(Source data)
+ + + + + + +
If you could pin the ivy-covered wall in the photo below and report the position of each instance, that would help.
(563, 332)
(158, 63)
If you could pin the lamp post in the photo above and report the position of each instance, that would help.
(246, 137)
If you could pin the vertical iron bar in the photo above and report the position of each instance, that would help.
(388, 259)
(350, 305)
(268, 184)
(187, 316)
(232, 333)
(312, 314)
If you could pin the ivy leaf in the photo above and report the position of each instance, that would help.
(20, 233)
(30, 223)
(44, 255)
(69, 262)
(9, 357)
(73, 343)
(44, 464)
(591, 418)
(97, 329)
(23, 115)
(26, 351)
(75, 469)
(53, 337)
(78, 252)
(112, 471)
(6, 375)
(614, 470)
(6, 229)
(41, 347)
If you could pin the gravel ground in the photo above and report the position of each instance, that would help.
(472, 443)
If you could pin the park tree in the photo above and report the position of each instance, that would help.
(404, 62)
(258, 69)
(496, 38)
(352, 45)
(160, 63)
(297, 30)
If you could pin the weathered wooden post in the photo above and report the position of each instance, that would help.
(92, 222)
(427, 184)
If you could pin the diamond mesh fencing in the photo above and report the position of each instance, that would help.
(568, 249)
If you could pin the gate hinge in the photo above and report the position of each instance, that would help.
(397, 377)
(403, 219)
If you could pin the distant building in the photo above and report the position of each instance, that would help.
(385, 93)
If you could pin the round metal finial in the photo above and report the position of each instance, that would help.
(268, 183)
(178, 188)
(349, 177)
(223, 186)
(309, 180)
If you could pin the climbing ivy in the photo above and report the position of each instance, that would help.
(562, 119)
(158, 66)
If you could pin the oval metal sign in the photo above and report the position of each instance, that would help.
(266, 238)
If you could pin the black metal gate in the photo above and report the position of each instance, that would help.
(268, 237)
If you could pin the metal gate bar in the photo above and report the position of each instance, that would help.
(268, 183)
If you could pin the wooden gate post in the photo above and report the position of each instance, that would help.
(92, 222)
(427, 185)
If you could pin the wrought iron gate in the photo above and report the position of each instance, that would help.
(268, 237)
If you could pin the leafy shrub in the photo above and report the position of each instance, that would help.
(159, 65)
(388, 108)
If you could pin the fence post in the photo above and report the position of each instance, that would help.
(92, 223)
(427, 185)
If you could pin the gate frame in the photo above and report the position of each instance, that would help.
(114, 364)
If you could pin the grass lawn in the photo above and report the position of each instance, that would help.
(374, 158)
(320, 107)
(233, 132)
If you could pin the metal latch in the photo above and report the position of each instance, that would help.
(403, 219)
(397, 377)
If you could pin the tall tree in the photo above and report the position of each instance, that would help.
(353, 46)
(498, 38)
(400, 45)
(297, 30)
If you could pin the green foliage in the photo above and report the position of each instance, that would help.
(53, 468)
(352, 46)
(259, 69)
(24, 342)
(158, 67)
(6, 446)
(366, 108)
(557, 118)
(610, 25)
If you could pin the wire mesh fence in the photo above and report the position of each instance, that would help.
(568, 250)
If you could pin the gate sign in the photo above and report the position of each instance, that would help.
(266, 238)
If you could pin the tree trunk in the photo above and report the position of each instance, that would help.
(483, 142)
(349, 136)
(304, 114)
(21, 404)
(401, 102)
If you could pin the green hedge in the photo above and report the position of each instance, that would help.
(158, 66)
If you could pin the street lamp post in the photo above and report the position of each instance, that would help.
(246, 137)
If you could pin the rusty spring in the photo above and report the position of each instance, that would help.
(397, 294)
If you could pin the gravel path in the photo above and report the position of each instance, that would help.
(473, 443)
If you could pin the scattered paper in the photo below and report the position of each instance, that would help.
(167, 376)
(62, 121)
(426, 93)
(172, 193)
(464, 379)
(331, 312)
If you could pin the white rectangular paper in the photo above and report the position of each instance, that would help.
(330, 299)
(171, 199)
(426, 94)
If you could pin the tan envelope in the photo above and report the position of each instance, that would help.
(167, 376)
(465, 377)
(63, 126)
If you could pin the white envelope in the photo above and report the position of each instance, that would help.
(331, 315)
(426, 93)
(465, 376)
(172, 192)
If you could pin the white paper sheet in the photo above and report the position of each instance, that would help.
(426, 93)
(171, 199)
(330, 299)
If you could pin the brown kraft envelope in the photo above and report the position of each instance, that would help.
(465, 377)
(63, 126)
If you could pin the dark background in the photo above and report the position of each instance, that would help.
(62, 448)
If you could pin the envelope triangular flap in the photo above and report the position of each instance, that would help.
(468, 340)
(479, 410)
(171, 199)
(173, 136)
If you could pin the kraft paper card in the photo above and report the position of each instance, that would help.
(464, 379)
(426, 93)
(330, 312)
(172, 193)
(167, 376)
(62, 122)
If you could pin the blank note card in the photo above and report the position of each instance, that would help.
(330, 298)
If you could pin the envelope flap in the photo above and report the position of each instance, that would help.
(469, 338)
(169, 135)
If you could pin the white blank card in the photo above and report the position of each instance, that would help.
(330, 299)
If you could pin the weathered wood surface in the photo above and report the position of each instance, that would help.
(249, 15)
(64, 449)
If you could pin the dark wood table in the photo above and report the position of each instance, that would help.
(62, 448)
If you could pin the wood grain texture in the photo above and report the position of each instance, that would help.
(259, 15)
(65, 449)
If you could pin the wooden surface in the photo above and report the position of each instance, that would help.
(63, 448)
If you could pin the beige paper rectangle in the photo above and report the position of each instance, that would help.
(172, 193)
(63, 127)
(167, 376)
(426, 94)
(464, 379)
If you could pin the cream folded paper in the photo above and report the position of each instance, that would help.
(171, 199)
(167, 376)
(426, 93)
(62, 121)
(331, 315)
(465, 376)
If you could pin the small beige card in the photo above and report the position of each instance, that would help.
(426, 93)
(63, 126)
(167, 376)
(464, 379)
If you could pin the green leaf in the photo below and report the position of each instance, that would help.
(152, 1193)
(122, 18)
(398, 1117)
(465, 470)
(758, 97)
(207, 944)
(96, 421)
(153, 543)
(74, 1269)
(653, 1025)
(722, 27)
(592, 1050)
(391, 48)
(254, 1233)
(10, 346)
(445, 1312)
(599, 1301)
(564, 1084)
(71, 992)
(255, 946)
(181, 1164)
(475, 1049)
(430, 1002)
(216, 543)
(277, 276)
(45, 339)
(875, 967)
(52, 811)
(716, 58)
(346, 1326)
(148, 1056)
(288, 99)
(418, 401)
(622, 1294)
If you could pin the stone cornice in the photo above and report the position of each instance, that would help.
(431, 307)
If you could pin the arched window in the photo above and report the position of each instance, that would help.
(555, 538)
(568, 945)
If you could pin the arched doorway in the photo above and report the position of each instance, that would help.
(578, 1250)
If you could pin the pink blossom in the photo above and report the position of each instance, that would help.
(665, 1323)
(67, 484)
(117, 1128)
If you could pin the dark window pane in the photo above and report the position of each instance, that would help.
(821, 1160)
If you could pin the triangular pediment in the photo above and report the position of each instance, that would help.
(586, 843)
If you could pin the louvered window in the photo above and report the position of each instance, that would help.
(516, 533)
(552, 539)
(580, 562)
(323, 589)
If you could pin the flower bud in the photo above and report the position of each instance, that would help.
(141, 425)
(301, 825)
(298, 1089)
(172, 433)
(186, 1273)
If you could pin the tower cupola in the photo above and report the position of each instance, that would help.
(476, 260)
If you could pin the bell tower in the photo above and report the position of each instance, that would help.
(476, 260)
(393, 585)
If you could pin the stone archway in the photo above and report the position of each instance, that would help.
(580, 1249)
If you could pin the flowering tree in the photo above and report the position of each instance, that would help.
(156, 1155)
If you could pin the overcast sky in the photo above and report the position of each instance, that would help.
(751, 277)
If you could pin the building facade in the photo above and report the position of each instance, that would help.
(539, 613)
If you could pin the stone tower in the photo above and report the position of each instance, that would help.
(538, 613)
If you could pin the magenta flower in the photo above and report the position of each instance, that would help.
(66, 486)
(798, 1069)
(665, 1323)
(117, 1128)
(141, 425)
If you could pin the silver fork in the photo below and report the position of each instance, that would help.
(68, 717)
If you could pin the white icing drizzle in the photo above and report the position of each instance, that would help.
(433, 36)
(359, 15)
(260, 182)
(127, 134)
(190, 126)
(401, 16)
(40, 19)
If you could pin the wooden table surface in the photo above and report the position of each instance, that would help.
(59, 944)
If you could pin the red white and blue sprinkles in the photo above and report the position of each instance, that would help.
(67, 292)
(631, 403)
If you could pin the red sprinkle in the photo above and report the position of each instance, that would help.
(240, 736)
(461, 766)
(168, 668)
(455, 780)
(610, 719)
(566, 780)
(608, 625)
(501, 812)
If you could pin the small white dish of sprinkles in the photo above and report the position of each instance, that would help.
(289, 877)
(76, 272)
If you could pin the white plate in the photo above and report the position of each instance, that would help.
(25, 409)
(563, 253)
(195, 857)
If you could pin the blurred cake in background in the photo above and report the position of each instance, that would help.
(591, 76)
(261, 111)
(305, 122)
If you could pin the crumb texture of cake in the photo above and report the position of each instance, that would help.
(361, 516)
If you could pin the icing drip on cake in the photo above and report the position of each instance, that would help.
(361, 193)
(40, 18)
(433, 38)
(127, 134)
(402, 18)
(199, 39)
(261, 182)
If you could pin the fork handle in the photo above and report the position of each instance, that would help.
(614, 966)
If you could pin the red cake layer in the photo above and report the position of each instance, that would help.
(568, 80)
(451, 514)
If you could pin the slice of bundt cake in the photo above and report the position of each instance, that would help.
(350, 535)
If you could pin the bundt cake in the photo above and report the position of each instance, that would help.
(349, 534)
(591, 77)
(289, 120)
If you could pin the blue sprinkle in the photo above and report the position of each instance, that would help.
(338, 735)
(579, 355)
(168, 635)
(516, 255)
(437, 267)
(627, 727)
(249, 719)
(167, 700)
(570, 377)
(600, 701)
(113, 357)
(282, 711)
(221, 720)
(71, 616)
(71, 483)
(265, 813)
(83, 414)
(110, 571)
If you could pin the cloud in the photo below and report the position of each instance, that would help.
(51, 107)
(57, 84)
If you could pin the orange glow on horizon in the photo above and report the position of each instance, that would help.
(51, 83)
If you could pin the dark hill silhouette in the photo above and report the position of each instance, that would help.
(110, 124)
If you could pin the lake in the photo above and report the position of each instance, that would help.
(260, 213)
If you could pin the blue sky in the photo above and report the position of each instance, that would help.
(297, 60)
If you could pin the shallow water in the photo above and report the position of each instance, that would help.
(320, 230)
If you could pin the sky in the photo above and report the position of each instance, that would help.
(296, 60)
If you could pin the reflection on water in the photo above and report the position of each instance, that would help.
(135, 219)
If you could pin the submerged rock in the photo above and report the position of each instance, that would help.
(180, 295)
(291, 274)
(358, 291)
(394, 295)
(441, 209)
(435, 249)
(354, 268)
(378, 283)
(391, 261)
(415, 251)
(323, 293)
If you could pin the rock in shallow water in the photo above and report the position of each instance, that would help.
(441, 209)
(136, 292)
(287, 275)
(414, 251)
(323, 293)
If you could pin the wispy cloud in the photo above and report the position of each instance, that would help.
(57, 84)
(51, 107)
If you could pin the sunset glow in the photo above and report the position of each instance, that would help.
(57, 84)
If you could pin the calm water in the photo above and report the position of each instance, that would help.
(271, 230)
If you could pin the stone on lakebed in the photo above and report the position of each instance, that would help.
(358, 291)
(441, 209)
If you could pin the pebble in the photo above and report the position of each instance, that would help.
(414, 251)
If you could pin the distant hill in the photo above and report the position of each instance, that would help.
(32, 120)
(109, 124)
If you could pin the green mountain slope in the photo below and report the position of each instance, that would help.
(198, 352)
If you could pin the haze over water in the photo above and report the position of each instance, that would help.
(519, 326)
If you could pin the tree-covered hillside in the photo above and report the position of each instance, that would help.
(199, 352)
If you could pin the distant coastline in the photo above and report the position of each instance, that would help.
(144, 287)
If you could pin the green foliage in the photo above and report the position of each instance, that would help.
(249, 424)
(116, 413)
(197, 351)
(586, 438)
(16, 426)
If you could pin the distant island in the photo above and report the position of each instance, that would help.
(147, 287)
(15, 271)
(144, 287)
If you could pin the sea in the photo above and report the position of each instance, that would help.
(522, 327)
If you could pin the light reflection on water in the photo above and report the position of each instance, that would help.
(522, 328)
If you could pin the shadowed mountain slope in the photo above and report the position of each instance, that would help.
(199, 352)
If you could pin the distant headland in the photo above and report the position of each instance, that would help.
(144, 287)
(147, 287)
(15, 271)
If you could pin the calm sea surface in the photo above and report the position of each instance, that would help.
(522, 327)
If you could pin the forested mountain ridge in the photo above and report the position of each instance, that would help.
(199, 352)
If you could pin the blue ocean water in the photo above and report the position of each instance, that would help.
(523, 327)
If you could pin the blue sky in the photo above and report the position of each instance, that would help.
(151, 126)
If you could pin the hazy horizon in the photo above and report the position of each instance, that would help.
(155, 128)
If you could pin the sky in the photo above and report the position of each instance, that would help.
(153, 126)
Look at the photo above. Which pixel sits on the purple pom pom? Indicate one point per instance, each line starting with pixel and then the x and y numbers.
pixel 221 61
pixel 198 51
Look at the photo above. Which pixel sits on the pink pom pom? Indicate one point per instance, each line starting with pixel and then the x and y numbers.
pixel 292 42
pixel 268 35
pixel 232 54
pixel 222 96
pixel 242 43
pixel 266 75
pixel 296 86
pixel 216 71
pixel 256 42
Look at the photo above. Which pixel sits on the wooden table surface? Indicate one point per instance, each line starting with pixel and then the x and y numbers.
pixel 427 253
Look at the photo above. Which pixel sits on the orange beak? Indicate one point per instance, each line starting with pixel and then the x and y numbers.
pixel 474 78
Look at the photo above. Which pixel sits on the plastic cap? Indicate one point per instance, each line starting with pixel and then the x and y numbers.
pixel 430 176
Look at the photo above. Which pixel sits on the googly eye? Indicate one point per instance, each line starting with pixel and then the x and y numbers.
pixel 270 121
+ + + + + + +
# [WORK ORDER]
Reply with an exact copy of the lines running from the one containing "Look at the photo above. Which pixel sits on the orange" through the end of the entries above, both ends included.

# [EXPECTED ANSWER]
Look at the photo above. Which pixel sits on the orange beak? Indicate one point per instance, each line starting with pixel and then the x and y numbers.
pixel 474 78
Look at the photo above. Which pixel sits on the plastic cap? Indicate one point per instance, each line starting with pixel and then the x and y numbers.
pixel 430 176
Look at the photo above. Which pixel sits on the googly eye? Indicate one point per instance, each line starting with pixel and then the x and y numbers.
pixel 270 121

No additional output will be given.